►
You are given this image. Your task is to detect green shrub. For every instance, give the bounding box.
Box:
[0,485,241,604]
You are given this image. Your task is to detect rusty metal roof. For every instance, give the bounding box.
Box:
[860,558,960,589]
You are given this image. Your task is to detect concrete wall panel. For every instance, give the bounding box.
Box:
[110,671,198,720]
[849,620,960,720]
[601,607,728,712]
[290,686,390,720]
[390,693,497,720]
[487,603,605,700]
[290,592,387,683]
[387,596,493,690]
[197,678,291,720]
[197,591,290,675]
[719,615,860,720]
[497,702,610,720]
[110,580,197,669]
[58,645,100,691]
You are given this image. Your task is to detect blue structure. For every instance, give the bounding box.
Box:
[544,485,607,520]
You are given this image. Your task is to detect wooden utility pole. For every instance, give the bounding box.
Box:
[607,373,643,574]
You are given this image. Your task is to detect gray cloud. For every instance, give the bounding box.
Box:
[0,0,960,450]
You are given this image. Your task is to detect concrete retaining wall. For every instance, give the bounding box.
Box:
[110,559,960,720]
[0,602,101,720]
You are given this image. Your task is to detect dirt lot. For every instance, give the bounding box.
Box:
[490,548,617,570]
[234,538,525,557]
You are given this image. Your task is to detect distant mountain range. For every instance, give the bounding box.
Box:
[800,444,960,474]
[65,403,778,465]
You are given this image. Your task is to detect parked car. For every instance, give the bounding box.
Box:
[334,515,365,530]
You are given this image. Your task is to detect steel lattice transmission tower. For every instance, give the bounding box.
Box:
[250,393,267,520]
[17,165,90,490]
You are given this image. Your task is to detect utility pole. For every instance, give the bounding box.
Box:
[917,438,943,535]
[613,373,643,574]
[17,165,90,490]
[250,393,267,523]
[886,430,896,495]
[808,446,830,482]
◄
● STATED PROBLEM: Return the lines above word for word.

● RESPONSE BELOW:
You are given this image. Your task is to detect green shrub. For every instance, give the bounding box.
Box:
[0,485,241,604]
You are given this image. Your task is to detect rusty metal roof. For every instance, give the bounding box.
Box:
[860,558,960,589]
You are given this image. Your task is to detect concrete wall panel. For every instance, give the bounding box.
Box:
[110,671,198,720]
[849,620,960,720]
[601,607,728,712]
[290,686,390,720]
[390,693,497,720]
[487,603,605,700]
[290,592,387,683]
[387,596,493,690]
[197,678,291,720]
[197,591,290,675]
[719,615,860,720]
[497,702,610,720]
[110,580,197,669]
[58,645,100,691]
You are given this image. Your task is to detect blue structure. For every instance, give the bounding box.
Box:
[544,485,607,520]
You are given this image. Your task is to detect wooden utility pole. For every instance, give the bounding box.
Box:
[607,373,643,574]
You are given this image. Your task is to detect gray cloud. For every instance, give the bounding box.
Box:
[0,0,960,450]
You are given this image. Your task is to detect concrete retaining wall. For every instance, give the bounding box.
Box:
[110,559,960,720]
[0,602,101,720]
You are given this image. Your task is to detect dirt lot. For every instance, give the bounding box.
Box:
[490,548,617,570]
[234,538,525,557]
You are given this image. Your task is to detect distant mountain range. For every instance, give the bounding box.
Box:
[800,444,960,474]
[65,403,778,465]
You are given this image. Your task is to detect parked car. For every instance, give the bounding box.
Box:
[334,515,365,530]
You are given this image. Your task is to detect steel lattice transmission tower. For every instance, give the bounding box.
Box:
[250,393,267,520]
[17,165,90,490]
You are given this image. Your task is to detect utility pole. For every instance, give the bounding box.
Box:
[917,438,943,535]
[613,373,643,574]
[17,165,90,490]
[250,393,267,523]
[886,430,896,495]
[808,446,830,482]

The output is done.